#### Problem requirements:
Please copy the lines of the material below word for word, starting with the line that contains "the man's nose" and going on through the final line of the material, with nothing else.

::::

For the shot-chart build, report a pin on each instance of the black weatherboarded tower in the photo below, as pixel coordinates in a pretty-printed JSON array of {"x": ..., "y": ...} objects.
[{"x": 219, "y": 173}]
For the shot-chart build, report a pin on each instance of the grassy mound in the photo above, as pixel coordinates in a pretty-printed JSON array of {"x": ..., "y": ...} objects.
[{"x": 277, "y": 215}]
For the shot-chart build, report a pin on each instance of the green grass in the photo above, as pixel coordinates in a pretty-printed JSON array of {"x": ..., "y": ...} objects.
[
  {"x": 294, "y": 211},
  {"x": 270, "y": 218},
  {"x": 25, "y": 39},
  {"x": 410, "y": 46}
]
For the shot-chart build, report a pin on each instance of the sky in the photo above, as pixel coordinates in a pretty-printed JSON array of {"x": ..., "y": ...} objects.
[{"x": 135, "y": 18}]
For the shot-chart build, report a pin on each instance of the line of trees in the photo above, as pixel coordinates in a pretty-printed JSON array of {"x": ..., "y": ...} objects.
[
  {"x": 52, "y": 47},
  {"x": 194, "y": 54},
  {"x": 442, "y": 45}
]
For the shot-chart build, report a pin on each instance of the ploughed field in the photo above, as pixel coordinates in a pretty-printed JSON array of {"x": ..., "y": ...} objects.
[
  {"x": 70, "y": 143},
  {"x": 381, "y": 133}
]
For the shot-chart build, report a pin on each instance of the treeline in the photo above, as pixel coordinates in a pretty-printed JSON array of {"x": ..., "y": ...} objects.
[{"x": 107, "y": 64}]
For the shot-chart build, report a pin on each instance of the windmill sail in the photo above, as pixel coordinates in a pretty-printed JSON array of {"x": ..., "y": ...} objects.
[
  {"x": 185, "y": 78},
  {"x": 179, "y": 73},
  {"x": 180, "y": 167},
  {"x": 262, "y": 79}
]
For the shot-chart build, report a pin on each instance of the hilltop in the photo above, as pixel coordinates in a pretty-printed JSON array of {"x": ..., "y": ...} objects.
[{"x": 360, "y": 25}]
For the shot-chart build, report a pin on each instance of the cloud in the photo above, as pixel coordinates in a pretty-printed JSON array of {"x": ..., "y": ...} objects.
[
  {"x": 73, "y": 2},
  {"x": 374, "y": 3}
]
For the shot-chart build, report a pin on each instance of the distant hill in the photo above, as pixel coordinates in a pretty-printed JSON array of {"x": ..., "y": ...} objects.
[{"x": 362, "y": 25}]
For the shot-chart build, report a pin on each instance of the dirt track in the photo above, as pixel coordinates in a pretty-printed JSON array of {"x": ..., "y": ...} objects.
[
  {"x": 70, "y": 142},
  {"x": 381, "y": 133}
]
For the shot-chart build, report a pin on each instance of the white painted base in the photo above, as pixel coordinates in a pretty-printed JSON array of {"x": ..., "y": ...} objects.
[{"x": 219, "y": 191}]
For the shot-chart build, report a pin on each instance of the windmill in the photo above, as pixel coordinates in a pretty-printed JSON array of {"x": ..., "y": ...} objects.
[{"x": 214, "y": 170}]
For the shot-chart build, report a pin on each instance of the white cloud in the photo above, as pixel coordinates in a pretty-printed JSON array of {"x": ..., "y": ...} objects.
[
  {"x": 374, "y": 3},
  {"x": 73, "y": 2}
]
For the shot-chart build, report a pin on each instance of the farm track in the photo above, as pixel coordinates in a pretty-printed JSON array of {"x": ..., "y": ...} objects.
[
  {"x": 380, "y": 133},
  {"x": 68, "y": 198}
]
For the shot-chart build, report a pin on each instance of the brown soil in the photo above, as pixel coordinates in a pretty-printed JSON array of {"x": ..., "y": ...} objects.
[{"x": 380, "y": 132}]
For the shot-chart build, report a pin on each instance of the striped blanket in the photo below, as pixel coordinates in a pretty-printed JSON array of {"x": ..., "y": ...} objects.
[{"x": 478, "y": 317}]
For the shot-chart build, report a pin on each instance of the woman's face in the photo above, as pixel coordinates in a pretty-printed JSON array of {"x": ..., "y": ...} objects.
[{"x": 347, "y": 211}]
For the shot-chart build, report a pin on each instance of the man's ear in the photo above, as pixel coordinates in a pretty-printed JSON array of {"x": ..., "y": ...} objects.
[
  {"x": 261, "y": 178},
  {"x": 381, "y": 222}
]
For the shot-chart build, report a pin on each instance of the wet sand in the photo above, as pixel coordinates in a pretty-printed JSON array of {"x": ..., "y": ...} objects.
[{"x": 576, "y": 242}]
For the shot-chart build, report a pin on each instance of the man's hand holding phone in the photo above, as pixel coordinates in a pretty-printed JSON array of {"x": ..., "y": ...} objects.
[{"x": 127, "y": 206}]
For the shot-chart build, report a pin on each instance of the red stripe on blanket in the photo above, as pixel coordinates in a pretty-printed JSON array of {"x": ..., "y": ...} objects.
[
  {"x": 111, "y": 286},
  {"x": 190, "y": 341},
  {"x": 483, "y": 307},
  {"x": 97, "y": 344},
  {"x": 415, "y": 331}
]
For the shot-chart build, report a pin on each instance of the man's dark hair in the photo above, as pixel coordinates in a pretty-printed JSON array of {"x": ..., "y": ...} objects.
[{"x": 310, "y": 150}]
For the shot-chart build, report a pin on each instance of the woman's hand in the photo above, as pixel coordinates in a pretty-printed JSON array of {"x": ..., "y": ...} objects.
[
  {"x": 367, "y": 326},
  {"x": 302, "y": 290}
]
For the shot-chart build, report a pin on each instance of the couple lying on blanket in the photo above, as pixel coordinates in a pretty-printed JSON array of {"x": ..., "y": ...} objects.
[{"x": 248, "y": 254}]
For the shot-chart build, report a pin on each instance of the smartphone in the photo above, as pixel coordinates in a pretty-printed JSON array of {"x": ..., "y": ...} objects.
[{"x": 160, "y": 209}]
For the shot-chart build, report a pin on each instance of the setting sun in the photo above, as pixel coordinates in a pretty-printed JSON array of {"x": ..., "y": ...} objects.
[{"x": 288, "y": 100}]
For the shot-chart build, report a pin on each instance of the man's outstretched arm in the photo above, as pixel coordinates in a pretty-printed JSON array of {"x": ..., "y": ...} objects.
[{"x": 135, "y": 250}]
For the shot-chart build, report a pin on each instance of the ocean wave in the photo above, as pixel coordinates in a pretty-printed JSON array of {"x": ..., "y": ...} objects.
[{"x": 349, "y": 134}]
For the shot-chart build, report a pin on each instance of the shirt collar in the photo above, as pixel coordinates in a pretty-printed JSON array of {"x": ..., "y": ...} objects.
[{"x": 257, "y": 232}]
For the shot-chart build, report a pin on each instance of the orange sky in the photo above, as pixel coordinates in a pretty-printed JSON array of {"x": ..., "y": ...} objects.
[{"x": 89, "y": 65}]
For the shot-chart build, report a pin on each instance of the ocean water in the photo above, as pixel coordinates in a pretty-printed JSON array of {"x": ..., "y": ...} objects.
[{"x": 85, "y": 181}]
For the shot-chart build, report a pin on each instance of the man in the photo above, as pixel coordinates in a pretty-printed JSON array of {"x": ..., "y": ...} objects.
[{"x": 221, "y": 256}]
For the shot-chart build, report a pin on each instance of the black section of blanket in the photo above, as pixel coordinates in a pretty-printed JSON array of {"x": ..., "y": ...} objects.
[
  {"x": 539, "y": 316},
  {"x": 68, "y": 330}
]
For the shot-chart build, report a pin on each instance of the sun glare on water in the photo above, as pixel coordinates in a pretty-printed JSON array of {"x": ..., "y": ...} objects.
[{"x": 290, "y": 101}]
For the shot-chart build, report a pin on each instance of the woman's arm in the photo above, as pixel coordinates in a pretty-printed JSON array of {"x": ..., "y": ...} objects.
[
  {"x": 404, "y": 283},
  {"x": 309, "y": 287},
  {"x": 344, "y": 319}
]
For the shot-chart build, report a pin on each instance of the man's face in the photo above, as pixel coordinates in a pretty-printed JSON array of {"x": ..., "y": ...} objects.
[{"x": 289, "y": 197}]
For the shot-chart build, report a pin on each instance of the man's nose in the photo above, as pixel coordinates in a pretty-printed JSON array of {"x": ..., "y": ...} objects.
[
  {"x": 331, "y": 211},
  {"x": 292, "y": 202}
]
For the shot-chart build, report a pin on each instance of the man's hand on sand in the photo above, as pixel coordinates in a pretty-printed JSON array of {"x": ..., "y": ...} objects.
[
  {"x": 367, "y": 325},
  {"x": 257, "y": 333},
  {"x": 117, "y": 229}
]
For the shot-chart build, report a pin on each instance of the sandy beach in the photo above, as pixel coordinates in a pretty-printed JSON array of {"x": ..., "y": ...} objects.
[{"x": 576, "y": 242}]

::::

#### Exercise output:
For the shot-chart build, report a pin on each instance of the man's nose in the photo above, as pixel coordinates in a pretty-printed JSON array of {"x": ..., "y": ...} objects.
[
  {"x": 331, "y": 211},
  {"x": 292, "y": 202}
]
For the shot-chart build, report a pin on each instance of the man's hand on sand in the photo above, as pixel coordinates in a pretty-printed JSON array of {"x": ..., "y": ...} objects.
[
  {"x": 367, "y": 325},
  {"x": 257, "y": 333},
  {"x": 117, "y": 229}
]
For the shot-chart build, report a pin on each instance of the sandy beach in the photo above, as pixel coordinates in a pretty-printed JSON array of {"x": ..., "y": ...} objects.
[{"x": 576, "y": 242}]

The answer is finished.